Reproduce every one of the records below, line for line, with nothing changed.

═════ Recorded information ═════

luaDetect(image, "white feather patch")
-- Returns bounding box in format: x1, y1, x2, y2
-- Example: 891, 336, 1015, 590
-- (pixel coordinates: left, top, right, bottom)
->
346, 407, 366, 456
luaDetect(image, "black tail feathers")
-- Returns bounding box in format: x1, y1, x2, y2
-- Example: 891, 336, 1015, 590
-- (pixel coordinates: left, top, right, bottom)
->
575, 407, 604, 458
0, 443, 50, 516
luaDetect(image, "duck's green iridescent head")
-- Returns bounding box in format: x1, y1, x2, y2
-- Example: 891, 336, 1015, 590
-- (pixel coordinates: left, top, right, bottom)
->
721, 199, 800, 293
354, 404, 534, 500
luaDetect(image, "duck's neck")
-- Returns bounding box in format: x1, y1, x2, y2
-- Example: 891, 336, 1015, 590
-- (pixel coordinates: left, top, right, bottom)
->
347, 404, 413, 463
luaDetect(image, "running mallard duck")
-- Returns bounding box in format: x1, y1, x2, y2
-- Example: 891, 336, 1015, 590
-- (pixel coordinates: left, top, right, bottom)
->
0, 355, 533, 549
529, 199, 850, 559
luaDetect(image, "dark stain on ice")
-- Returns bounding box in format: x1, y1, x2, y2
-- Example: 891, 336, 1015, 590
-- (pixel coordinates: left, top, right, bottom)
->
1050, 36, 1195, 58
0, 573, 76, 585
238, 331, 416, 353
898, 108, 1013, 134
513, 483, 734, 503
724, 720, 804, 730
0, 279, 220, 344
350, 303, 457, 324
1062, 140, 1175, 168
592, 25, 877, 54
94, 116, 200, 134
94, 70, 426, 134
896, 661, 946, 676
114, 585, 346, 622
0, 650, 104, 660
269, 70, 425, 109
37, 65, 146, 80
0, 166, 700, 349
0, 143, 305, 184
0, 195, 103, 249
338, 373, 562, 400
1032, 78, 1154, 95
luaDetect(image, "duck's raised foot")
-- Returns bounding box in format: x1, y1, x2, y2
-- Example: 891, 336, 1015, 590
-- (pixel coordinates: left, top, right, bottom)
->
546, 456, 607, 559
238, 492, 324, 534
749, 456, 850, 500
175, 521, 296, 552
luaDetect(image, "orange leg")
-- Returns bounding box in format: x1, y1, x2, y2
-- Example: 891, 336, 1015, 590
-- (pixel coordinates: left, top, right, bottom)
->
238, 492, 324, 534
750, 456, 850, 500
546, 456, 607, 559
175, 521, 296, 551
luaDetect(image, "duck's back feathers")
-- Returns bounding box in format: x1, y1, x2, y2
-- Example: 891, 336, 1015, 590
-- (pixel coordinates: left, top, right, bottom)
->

═════

Reply to the exercise
luaDetect(image, "white feather patch")
-- Returns bounding box in format: x1, y1, x2, y2
-- Example: 891, 336, 1015, 590
-- (pixel coordinates: left, top, right, bottom)
->
346, 407, 366, 456
luaDetect(image, "black tail feathers")
-- Returns bounding box in format: x1, y1, x2, y2
-- Example: 891, 336, 1015, 590
-- (pixel coordinates: left, top, right, bottom)
->
575, 407, 604, 458
0, 443, 50, 516
luaDetect(image, "duck's green iridescent head")
-- Returns bounding box in format: x1, y1, x2, y2
-- Example: 891, 336, 1015, 590
-- (pixel coordinates: left, top, right, bottom)
->
721, 199, 800, 293
354, 404, 534, 500
luaDetect(image, "duck's neck")
-- Returns bounding box in format: x1, y1, x2, y2
-- Example: 891, 336, 1015, 590
-- (pixel coordinates: left, top, right, bottom)
->
347, 404, 413, 463
luaDetect(image, "running mallard duck")
-- Returns bounding box in format: x1, y1, x2, y2
-- Example: 891, 336, 1015, 590
-- (pixel coordinates: left, top, right, bottom)
->
0, 355, 533, 549
529, 199, 850, 559
luaDetect(image, "dark stain on ice")
-- Returns bounding box in format: x1, y1, x2, y2
-- Example: 891, 336, 1015, 590
-- (pixel coordinates: left, top, right, bottom)
->
1050, 36, 1195, 58
0, 573, 76, 585
238, 331, 416, 353
898, 108, 1013, 134
513, 483, 734, 503
724, 720, 804, 730
0, 279, 220, 344
350, 303, 457, 324
1062, 140, 1175, 168
592, 25, 877, 54
94, 116, 200, 134
94, 70, 426, 134
896, 661, 946, 676
114, 585, 346, 622
0, 650, 104, 660
269, 70, 425, 109
37, 65, 146, 80
0, 166, 700, 349
0, 143, 305, 184
0, 195, 103, 249
338, 373, 562, 400
1032, 78, 1154, 95
luaDetect(image, "duck's raised foot")
-- Returns bounding box in format: x1, y1, x2, y2
-- Example: 891, 336, 1015, 590
-- (pixel coordinates: left, top, right, bottom)
->
546, 456, 607, 559
238, 492, 324, 534
749, 456, 850, 500
175, 521, 296, 552
luaDetect(image, "orange leg")
-- Returns bounding box in format: x1, y1, x2, y2
-- Example: 891, 336, 1015, 590
-- (pixel coordinates: left, top, right, bottom)
->
238, 492, 324, 534
750, 456, 850, 500
546, 456, 607, 559
175, 521, 296, 551
luaDetect(image, "duck's back feathers")
-- Returns bounding box in format: x1, y1, x2, y2
-- Example: 891, 336, 1015, 590
-- (pixel coordinates: left, top, right, bottom)
->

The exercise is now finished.